Brief 1: Quote the passage of the article on the BRAIINSTORM grant starting at "BRAIINSTORM - BRinging" and ending at "first-in-human clinical trials.".
Brief 2: According to the article on the BRAIINSTORM grant, what proportion of all brain cancer deaths does glioblastoma claim?

Selected excerpt:
★ ★ ★
Melbourne’s WEHI has been awarded a $2.5 million grant from Australian Cancer Research Foundation (ACRF) to launch the ACRF BRAIINSTORM Program - a landmark national initiative that will fast-track new personalised treatments for high-grade gliomas, the most aggressive and deadly brain cancers in both children and adults.
Brain cancers remain the leading cause of childhood cancer death in Australia, and DIPG is the deadliest tumour type. In adults, it is glioblastoma, which claims 65% of all brain cancer deaths and still has no effective long-term treatment. Survival rates for both remain heartbreakingly low.
BRAIINSTORM - BRinging AI and Immunotherapy for Neuro-oncology together - will create a complete end-to-end pipeline: from AI-powered drug discovery and cutting-edge laboratory models, through to a new dedicated clean room where personalised cell therapies will enable affordable and timely delivery of novel treatments to Australian brain cancer patients. This agile, point-of-care approach will dramatically speed up the journey from breakthrough idea to first-in-human clinical trials.
Professor Misty Jenkins AO, Head of WEHI’s Brain Cancer Immunotherapy Lab and Co-Head of Research Strategy of The Brain Cancer Centre, said: “We are incredibly grateful to the Australian Cancer Research Foundation for this generous investment in the BRAIINSTORM Program. This funding will supercharge our efforts to develop desperately-needed new treatments for brain cancer, one of the most devastating and under-researched diseases in Australia. By bringing together cutting-edge technologies and a national team of experts, BRAIINSTORM will help us move promising therapies from the lab to the clinic faster than ever before – giving real hope to patients and families who need it most.”
Kerry Strydom, CEO at ACRF, says currently, time is the enemy for families facing DIPG or glioblastoma and BRAIINSTORM could change that.
“High-grade gliomas have defied treatment for decades. The ACRF BRAIINSTORM Program is the most ambitious and comprehensive Australian effort ever mounted against them. It has the potential to deliver the first genuinely effective new therapies for DIPG and glioblastoma in a generation, and to save hundreds of young lives every year.”
“The Program will give Australian patients access to tomorrow’s therapies today. This program is about potential of turning the impossible into the possible and giving children and adults a real chance to overcome these devastating cancers.”
★ ★ ★
(Stored items)
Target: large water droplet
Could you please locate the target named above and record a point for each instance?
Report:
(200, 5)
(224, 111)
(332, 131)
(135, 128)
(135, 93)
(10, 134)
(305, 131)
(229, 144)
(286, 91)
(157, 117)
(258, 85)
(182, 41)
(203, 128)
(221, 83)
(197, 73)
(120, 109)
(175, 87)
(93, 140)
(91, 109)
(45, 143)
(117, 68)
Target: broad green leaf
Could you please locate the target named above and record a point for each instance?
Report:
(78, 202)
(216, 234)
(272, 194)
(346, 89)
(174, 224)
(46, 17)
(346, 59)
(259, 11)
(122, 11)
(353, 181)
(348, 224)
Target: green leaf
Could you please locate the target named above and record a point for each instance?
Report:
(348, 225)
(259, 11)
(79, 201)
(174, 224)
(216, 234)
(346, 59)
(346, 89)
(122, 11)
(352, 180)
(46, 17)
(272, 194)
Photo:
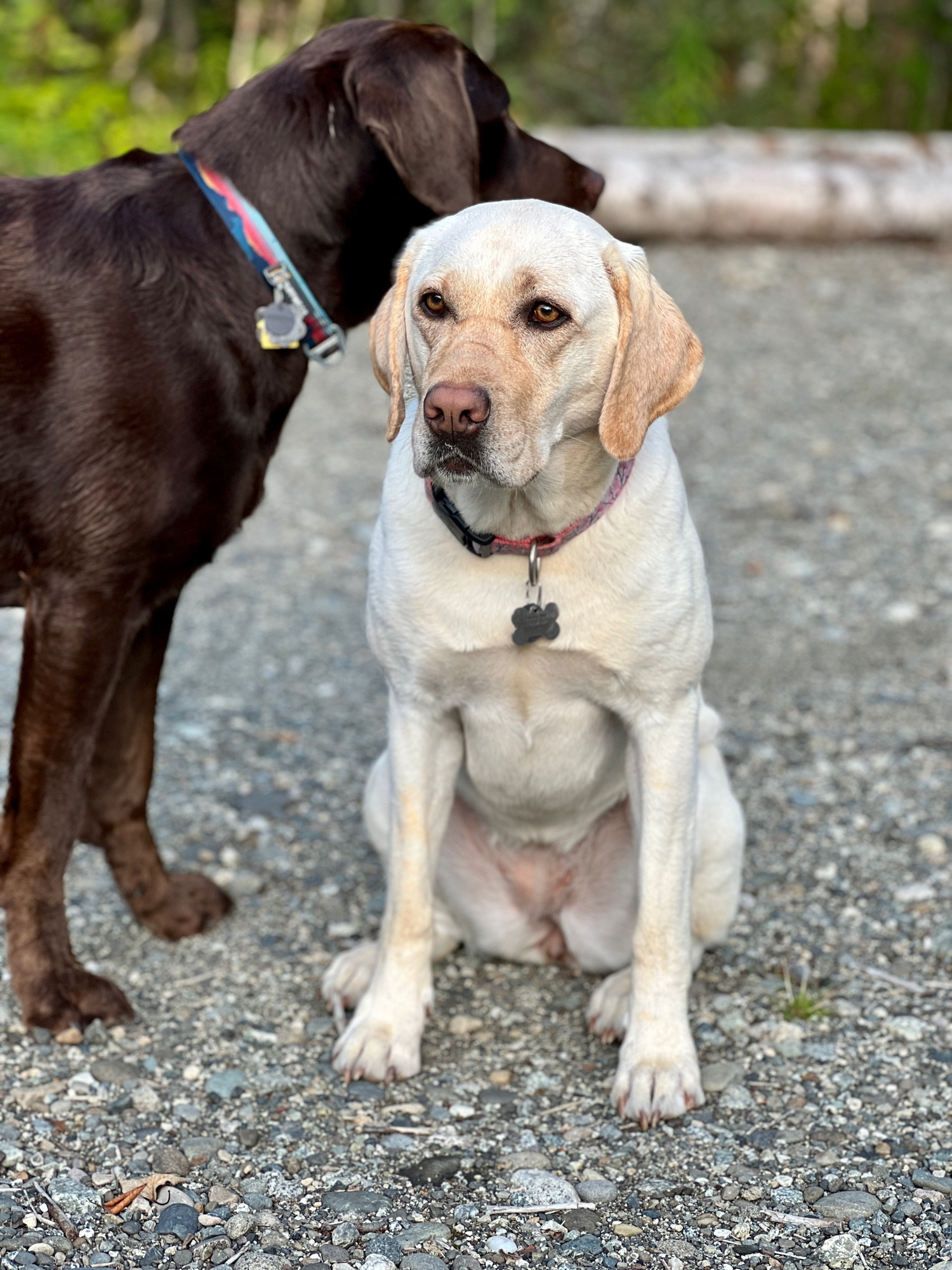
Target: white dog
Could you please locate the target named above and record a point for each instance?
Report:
(553, 788)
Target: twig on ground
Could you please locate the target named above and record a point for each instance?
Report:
(797, 1220)
(492, 1210)
(909, 985)
(58, 1215)
(196, 979)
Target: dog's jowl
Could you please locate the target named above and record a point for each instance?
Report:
(140, 404)
(546, 794)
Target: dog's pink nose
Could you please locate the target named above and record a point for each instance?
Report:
(456, 410)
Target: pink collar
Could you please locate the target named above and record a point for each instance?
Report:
(491, 544)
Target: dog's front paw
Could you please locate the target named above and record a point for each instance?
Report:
(379, 1045)
(348, 976)
(609, 1006)
(656, 1084)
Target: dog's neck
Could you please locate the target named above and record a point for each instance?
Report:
(571, 486)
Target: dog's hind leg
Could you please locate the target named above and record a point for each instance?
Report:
(74, 641)
(171, 905)
(350, 973)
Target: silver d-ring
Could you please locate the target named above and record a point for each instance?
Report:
(534, 566)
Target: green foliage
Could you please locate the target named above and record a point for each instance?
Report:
(86, 79)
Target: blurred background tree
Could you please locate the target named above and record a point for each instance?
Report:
(86, 79)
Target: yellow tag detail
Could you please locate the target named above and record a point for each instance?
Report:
(266, 342)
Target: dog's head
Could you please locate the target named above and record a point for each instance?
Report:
(519, 326)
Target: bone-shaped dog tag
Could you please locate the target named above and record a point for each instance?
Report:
(534, 622)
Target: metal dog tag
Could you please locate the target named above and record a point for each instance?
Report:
(534, 622)
(280, 326)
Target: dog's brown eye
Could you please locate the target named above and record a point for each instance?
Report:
(546, 314)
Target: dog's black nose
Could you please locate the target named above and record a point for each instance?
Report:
(456, 411)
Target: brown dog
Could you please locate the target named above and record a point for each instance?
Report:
(138, 416)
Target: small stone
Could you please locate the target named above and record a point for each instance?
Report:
(788, 1197)
(932, 846)
(849, 1206)
(421, 1233)
(111, 1071)
(256, 1260)
(930, 1182)
(385, 1247)
(502, 1244)
(524, 1160)
(355, 1203)
(178, 1220)
(436, 1169)
(227, 1085)
(145, 1099)
(398, 1142)
(74, 1198)
(171, 1160)
(907, 1028)
(597, 1191)
(788, 1039)
(378, 1262)
(737, 1098)
(658, 1188)
(423, 1262)
(841, 1252)
(583, 1247)
(345, 1235)
(220, 1197)
(715, 1078)
(540, 1187)
(200, 1151)
(464, 1026)
(239, 1225)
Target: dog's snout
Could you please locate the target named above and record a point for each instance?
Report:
(456, 411)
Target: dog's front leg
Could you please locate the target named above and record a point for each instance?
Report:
(383, 1041)
(658, 1070)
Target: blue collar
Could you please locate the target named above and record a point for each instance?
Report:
(295, 319)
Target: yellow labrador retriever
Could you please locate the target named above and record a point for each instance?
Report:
(553, 787)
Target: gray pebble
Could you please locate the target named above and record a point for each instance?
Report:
(786, 1197)
(355, 1203)
(423, 1262)
(930, 1182)
(239, 1225)
(180, 1220)
(597, 1191)
(256, 1260)
(849, 1206)
(227, 1085)
(345, 1235)
(74, 1198)
(385, 1247)
(422, 1231)
(540, 1187)
(586, 1247)
(398, 1142)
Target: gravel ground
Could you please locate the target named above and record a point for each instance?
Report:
(817, 451)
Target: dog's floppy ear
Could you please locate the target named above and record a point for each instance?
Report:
(658, 359)
(389, 351)
(408, 91)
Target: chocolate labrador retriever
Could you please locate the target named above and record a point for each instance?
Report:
(139, 413)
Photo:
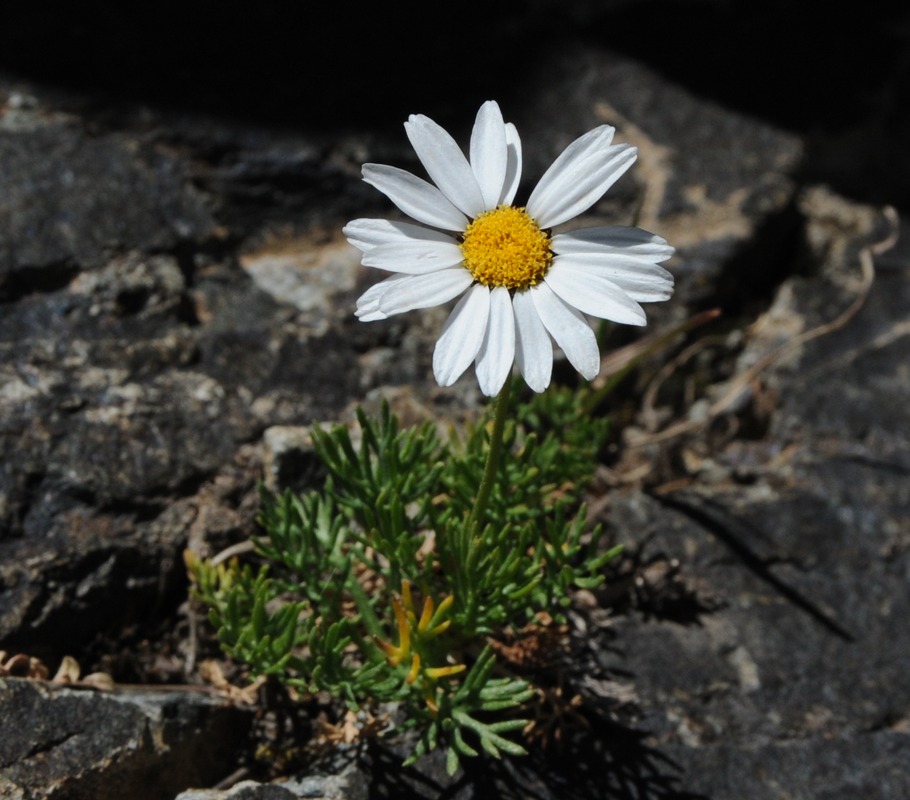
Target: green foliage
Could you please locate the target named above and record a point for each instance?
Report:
(332, 608)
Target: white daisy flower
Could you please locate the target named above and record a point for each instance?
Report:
(521, 285)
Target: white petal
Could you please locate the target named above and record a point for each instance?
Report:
(414, 257)
(445, 163)
(494, 361)
(533, 349)
(413, 195)
(578, 151)
(575, 182)
(367, 233)
(569, 329)
(489, 153)
(613, 239)
(368, 302)
(638, 278)
(462, 335)
(591, 293)
(424, 291)
(513, 167)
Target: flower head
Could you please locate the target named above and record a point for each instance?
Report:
(521, 286)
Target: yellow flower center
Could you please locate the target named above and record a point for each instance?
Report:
(505, 247)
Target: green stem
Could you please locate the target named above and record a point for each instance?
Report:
(493, 458)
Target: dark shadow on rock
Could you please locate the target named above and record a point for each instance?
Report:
(736, 533)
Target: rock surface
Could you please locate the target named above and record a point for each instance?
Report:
(79, 744)
(177, 307)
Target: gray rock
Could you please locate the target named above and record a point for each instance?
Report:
(177, 301)
(87, 745)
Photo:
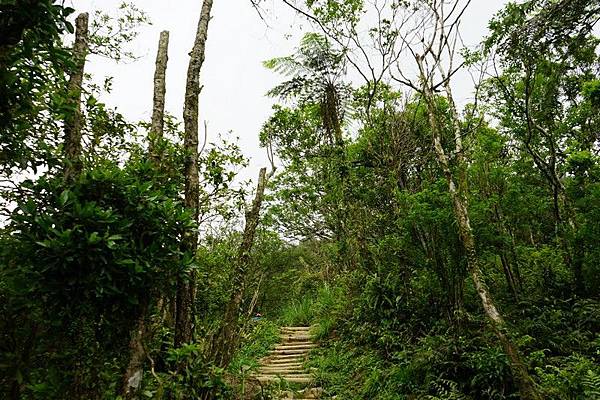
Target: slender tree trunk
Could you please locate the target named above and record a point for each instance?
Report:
(458, 193)
(225, 341)
(158, 103)
(74, 121)
(132, 378)
(185, 287)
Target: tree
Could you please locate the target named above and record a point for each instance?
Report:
(437, 57)
(185, 292)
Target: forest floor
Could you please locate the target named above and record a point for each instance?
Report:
(284, 364)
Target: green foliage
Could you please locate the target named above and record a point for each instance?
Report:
(187, 377)
(80, 262)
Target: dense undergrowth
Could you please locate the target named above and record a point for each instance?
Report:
(365, 354)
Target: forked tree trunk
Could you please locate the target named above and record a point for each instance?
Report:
(73, 121)
(185, 287)
(132, 378)
(158, 103)
(225, 341)
(458, 193)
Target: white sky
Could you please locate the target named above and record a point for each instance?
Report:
(235, 82)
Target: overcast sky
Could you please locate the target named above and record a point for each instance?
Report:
(235, 82)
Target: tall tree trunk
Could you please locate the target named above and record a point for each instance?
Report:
(225, 341)
(73, 121)
(132, 378)
(158, 103)
(185, 287)
(457, 187)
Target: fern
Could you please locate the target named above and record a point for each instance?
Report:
(444, 389)
(591, 383)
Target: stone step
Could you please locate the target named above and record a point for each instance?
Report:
(281, 371)
(279, 357)
(283, 364)
(312, 393)
(296, 345)
(305, 378)
(296, 338)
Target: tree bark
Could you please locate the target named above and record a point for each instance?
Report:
(132, 378)
(459, 195)
(185, 287)
(225, 341)
(158, 103)
(74, 121)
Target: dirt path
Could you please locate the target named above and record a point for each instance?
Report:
(286, 363)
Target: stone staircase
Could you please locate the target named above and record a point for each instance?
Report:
(285, 363)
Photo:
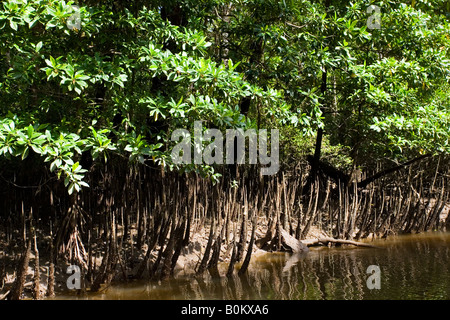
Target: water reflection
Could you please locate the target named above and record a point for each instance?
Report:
(412, 267)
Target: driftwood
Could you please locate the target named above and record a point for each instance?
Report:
(326, 240)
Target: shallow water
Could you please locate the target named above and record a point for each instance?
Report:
(411, 267)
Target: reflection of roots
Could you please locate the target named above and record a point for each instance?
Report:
(75, 249)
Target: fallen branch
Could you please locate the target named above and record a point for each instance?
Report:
(326, 240)
(292, 243)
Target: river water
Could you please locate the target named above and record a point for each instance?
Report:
(409, 267)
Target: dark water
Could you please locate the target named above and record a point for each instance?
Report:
(411, 267)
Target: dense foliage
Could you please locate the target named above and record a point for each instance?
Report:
(118, 77)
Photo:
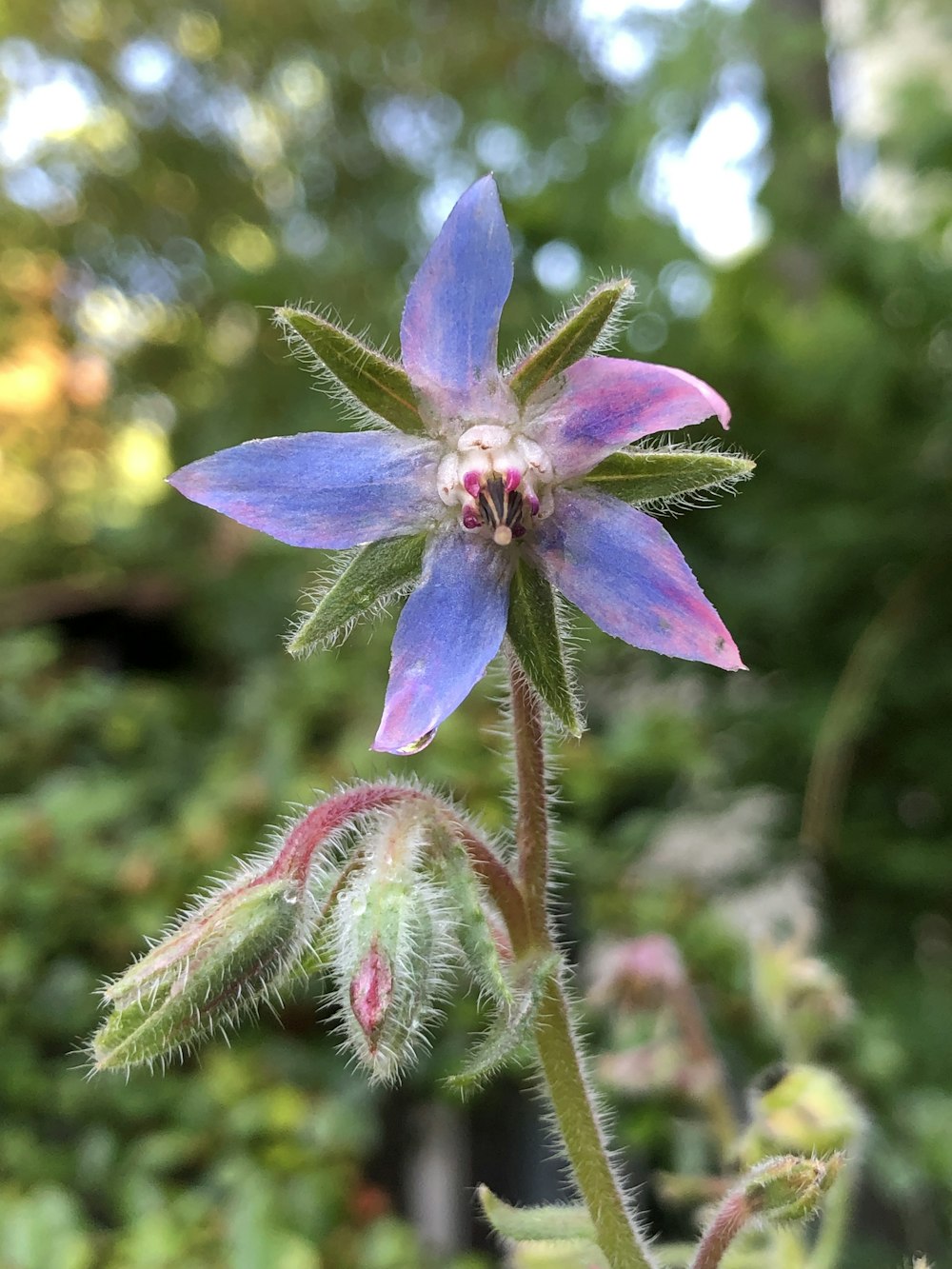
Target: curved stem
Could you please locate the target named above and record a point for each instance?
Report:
★ ★ ★
Solution 1:
BRAIINSTORM - BRinging AI and Immunotherapy for Neuro-oncology together - will create a complete end-to-end pipeline: from AI-powered drug discovery and cutting-edge laboratory models, through to a new dedicated clean room where personalised cell therapies will enable affordable and timely delivery of novel treatments to Australian brain cancer patients. This agile, point-of-care approach will dramatically speed up the journey from breakthrough idea to first-in-human clinical trials.

Solution 2: 65% of all brain cancer deaths.